Extracted records:

▬▬▬

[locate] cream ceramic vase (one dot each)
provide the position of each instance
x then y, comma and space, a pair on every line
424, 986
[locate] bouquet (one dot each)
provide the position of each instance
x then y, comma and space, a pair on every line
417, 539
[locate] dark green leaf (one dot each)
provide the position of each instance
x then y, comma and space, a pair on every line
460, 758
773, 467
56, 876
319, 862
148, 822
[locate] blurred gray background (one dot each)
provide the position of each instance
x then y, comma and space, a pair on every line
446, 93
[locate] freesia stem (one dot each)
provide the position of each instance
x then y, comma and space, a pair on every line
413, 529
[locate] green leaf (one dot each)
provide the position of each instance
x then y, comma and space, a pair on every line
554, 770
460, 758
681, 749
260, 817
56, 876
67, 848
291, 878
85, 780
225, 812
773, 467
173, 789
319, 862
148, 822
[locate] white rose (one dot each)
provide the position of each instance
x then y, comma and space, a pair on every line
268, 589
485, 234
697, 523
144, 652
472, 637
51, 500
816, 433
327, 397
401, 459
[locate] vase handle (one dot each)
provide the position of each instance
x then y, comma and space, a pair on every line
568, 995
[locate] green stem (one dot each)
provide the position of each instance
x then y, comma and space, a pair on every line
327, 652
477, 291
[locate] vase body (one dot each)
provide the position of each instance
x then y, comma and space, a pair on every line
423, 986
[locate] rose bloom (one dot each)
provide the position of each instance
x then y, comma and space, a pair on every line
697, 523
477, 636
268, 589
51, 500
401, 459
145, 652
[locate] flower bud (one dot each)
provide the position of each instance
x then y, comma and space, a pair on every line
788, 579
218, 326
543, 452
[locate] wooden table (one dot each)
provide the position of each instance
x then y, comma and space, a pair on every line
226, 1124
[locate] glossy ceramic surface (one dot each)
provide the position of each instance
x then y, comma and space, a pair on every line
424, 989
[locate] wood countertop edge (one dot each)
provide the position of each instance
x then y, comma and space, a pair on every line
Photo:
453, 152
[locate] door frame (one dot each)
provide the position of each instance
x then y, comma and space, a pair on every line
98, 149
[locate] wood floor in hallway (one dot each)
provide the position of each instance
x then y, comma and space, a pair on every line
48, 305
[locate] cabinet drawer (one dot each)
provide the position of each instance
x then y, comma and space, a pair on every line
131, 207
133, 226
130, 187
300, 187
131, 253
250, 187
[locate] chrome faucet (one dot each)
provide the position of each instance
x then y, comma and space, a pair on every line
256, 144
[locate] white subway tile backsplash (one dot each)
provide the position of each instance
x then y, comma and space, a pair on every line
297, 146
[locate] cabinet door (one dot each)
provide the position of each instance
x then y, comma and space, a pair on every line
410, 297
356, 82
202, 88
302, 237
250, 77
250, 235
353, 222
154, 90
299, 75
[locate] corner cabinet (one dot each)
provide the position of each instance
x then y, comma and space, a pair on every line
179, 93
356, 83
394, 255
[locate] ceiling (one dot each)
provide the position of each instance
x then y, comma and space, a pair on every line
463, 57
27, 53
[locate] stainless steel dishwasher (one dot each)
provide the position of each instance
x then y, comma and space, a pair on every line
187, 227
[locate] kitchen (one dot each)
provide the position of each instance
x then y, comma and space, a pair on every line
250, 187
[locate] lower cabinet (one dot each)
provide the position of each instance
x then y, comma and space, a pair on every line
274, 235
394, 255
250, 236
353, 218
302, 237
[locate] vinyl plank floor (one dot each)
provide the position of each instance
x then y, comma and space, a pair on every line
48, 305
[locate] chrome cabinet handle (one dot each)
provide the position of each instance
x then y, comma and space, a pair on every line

▬▬▬

**What you have to do:** Output all records verbatim.

**Result of the task:**
[locate] cream ceramic vase (one dot each)
provide the position of each instance
x then y, comma and space, a pair on every line
424, 986
[locate] bouquet (one dot each)
provide the position of each instance
x then y, comma and space, a pair on every line
417, 539
[locate] dark green leaf (one dot each)
provide the position of each instance
x then y, comma and space, a pair on every line
460, 758
773, 467
56, 876
319, 862
148, 822
[locate] blurred gray background (one dot each)
provide the position of each instance
x then y, comma and space, a pair on every line
446, 93
[locate] freesia stem (one dot each)
provide the position of each instance
x then y, comma and space, a pair on every line
413, 529
[locate] green leaf (one dot each)
provide the position of each instance
x then y, comma and space, a pair on every line
554, 770
460, 758
681, 749
260, 817
56, 876
67, 848
291, 878
85, 780
225, 812
773, 467
173, 789
319, 862
148, 822
[locate] white rose (one dot each)
provide the position of each instance
x then y, comma and space, a pair on every line
268, 589
485, 234
697, 523
144, 652
472, 637
51, 500
816, 433
327, 397
401, 459
[locate] vase handle (one dot each)
provide the position of each instance
x then y, comma and space, a pair on every line
568, 995
[locate] green stem (one dot each)
provide the position of each instance
x then y, comma and space, a pair on every line
327, 652
477, 291
[locate] vase body (one dot each)
provide the position of each instance
x then y, comma and space, a pair on every line
423, 986
[locate] rose bloom (one dot each)
provide the position of each instance
x then y, comma and space, a pair on every line
697, 523
477, 636
268, 589
51, 500
401, 459
145, 652
[locate] flower bud (one dot each)
provide the position of each instance
x then y, comma and space, a pair on every line
788, 579
218, 326
543, 452
[locate] wooden table (one dot each)
provide the position of each instance
x then y, comma and space, a pair on every line
226, 1124
[locate] glossy ceramic surface (one dot each)
provide the position of each instance
x then y, comma and space, a pair on every line
424, 989
[locate] wood countertop edge (one dot each)
provide the position of each instance
x then y, comma and space, a pair on every line
Photo:
453, 152
[locate] door frame (one dot each)
provide the position of each instance
x then y, comma and space, a pair on every line
98, 149
[locate] wood floor in hallway (one dot each)
provide the position of each instance
x then y, comma and space, a pair on every line
48, 305
[locate] cabinet drawer (one dot each)
provide the position of each instance
x then y, comma and space, a pair on every line
131, 207
133, 226
130, 187
300, 187
131, 253
250, 187
[locate] chrome faucet (one dot each)
provide the position of each instance
x then y, comma and space, a pair on every line
256, 144
[locate] white subway tile backsplash (one dot each)
provide the position of each instance
x then y, comma and space, a pair on every line
297, 146
[locate] cabinet door (one dot each)
provide the position of each instance
x then y, comma and space, a pair on every line
410, 297
356, 82
202, 88
302, 237
250, 77
250, 235
353, 222
154, 90
299, 75
[locate] corner cabinet (one dot each)
provide the position of each instance
x then y, comma and space, a pair on every line
179, 93
356, 83
394, 255
[locate] ceiling (one dot each)
provide the position of each instance
x then y, comma and space, a pair on every line
463, 57
27, 53
[locate] stainless steel dishwasher (one dot each)
provide the position of each instance
x then y, comma and space, a pair on every line
187, 227
[locate] kitchen (one dot each)
provide the position of each instance
x then y, comma and space, a pair on every line
250, 187
[locate] lower cabinet (one dot each)
provide the position of each instance
x then y, comma and space, a pair on every line
274, 235
394, 255
250, 236
353, 218
302, 237
[locate] vinyl plank floor (one dot each)
provide the position of each instance
x then y, comma and space, a pair on every line
48, 305
[locate] chrome cabinet handle (one dot each)
provide the position of each instance
x then y, comma and space, a pair on every line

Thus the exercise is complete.